- **SHORT PROBLEM**
Copy each of the entries below word for word, keeping every line and number unchanged.

═══

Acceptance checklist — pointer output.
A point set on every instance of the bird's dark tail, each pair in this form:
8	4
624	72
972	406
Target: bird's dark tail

═══

- **RESULT**
Acceptance checklist — pointer output.
A point set on every instance of the bird's dark tail, each pair in this form:
8	4
624	72
972	406
Target: bird's dark tail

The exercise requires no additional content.